*** Opening EXTRACTED INFORMATION ***
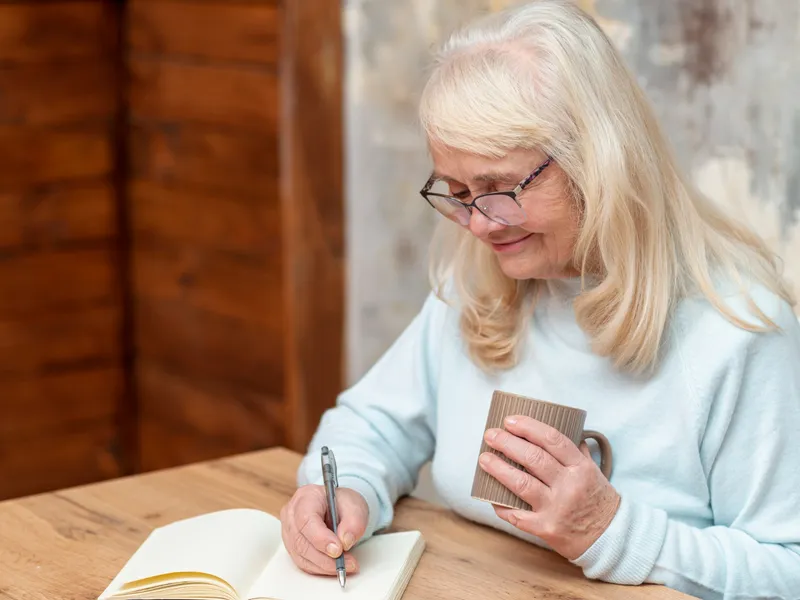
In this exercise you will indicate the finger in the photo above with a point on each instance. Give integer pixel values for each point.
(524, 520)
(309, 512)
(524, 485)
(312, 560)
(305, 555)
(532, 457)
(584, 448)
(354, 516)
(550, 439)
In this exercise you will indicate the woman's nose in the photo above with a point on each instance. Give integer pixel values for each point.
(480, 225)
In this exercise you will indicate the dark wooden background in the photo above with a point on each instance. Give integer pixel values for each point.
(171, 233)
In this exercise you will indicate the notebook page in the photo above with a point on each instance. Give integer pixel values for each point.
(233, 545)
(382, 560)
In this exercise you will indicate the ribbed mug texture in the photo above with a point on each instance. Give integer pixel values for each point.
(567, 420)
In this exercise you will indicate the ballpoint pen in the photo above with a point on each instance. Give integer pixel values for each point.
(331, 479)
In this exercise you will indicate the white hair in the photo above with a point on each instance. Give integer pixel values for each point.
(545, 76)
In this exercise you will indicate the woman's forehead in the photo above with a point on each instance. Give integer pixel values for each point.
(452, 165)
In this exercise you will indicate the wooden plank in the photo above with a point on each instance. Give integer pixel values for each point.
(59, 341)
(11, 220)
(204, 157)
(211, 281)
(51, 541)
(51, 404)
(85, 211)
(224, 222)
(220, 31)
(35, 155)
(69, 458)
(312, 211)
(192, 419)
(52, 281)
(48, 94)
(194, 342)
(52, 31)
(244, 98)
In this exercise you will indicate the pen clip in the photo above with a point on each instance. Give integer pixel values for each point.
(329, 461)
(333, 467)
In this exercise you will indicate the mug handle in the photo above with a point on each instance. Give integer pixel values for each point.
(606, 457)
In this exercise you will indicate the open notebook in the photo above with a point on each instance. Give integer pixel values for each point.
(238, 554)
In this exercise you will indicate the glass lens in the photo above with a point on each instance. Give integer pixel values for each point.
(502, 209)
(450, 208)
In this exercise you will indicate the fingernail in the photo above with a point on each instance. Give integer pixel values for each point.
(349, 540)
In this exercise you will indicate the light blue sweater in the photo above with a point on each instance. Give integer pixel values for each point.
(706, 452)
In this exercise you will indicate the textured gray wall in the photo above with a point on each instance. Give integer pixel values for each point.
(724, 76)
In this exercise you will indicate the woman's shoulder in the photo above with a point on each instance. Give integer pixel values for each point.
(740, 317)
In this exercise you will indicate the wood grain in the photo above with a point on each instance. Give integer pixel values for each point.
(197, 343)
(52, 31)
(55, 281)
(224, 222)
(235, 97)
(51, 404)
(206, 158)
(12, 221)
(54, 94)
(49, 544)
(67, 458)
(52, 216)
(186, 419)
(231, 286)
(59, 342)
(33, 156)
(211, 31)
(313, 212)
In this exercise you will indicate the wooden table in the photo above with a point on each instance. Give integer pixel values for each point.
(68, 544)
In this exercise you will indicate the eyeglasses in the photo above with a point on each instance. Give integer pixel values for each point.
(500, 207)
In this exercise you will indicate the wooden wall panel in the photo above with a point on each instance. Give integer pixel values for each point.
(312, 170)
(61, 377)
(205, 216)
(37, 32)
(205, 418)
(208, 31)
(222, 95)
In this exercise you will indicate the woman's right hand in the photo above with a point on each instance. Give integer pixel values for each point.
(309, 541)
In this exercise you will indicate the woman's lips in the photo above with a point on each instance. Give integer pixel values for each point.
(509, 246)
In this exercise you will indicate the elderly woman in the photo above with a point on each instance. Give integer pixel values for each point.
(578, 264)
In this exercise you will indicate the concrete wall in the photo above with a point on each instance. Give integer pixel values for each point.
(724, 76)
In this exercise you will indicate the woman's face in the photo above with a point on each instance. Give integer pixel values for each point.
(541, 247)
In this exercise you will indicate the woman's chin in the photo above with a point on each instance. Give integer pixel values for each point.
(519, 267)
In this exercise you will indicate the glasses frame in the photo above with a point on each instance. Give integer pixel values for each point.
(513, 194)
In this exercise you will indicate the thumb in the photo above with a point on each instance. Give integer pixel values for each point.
*** Closing EXTRACTED INFORMATION ***
*WORK REQUIRED:* Exact copies of all the entries, without any pictures, are what the answer must contain.

*TASK ANSWER:*
In this exercise you will indicate the finger in the photo above with a point on each instance. Give integer pixel values for each point.
(524, 520)
(309, 512)
(524, 485)
(312, 560)
(305, 555)
(532, 457)
(584, 448)
(354, 516)
(550, 439)
In this exercise you will indicate the woman's nose in the photo above with a point on each instance. Give integer pixel values for each point.
(480, 225)
In this exercise you will indicate the dark wooden background in the photo above with a point on each instance. Give integer pixel values for each point.
(171, 233)
In this exercise you will indicate the notebook page in the photo above with a point on each instance. Give integer pixel values for each point.
(233, 545)
(382, 560)
In this exercise you will indicate the ribbed mug texture in the photo above with a point on each instance. Give integer pixel values for each point.
(567, 420)
In this exercise you will indicate the ballpoint pen in the photo above with a point on each instance. Give integer pixel values for each point.
(331, 479)
In this exercise you will indicate the white hair in the photo above with a point on each instance. Give integer pixel values for each point.
(545, 76)
In this exercise you will indicate the woman's forehead in the photo above with a point on each instance. Give integer pixel values for each point.
(452, 165)
In this exercise you will indicate the wooden plank in the photo above with a point on each instance. Give integer pixel values for each point.
(59, 341)
(11, 220)
(204, 157)
(211, 281)
(51, 541)
(51, 404)
(85, 211)
(224, 222)
(220, 31)
(35, 155)
(69, 458)
(312, 211)
(192, 419)
(52, 281)
(48, 94)
(194, 342)
(52, 31)
(244, 98)
In this exercise you will indicate the pen clip in the photo above with a point on each instance. Give integer pixel values for each point.
(329, 461)
(333, 467)
In this exercise you will indicate the mug handle in the photo above with a point on each instance. Give integer pixel values for each point.
(606, 457)
In this exercise you will indicate the open notebook in the photo above with a point on each instance. Give integer pixel values for each point.
(238, 554)
In this exercise you will indicate the glass lens in the photo above with a point on each instance. Give integer pixel values for each point.
(502, 209)
(450, 208)
In this exercise you will indicate the fingernail in the photo above with a point on each instance. Give integer pixel values for each point.
(349, 540)
In this exercise you will indicate the light blue sweater in the photo above with a point on each instance. Give integer pixel values for each point.
(706, 452)
In this exercise you will indicate the textured gray wall in the photo above with a point on each instance. Give integer pixel values for each point.
(724, 76)
In this exercise you will indicate the woman's shoulder in the photo above with a point on each instance. Give integer pixel values for each point.
(740, 317)
In this exercise you will indicate the wood grain in the photo above with a point on each instance. Give integer pixel values for each point.
(197, 343)
(52, 31)
(55, 281)
(224, 222)
(235, 97)
(51, 404)
(206, 158)
(12, 221)
(54, 94)
(49, 544)
(67, 458)
(52, 216)
(186, 419)
(231, 286)
(59, 342)
(33, 156)
(211, 31)
(313, 212)
In this exercise you will indicate the wooden table in the photo above with a point on each instance. Give integer pixel values for each point.
(68, 544)
In this exercise you will indicate the eyeglasses in the photo above with a point on each instance. Give integer pixel values for each point.
(500, 207)
In this exercise you will indicate the wooden wall panel in the photo above with a point on each instance. Give integer pixel values for each point.
(312, 170)
(61, 377)
(205, 216)
(37, 32)
(205, 418)
(208, 31)
(222, 95)
In this exercise you will indicate the woman's right hand in the photo above with a point on each instance. Give integer pixel values for each point.
(309, 541)
In this exercise you will indicate the woman's lips in the photo above with a point on each instance. Give integer pixel values for each point.
(509, 246)
In this exercise you will indicate the elderly woman in the photo above with a point on each instance. Give integer pixel values for each point.
(578, 264)
In this exercise you will indicate the concrete wall in the photo above with a point on each instance. Give integer pixel values for each point.
(724, 76)
In this exercise you will indicate the woman's face in the photo above with a point on each instance. Give integer pixel values for each point.
(541, 247)
In this exercise you will indicate the woman's chin in the photo above with a point on each instance. Give integer pixel values for each point.
(519, 267)
In this exercise you will indicate the glasses frame in the photo above with a point on each instance. Give integer pixel values for each point.
(513, 194)
In this exercise you will indicate the thumb in the photo above with a point on each instance. Give integer pixel values for each point.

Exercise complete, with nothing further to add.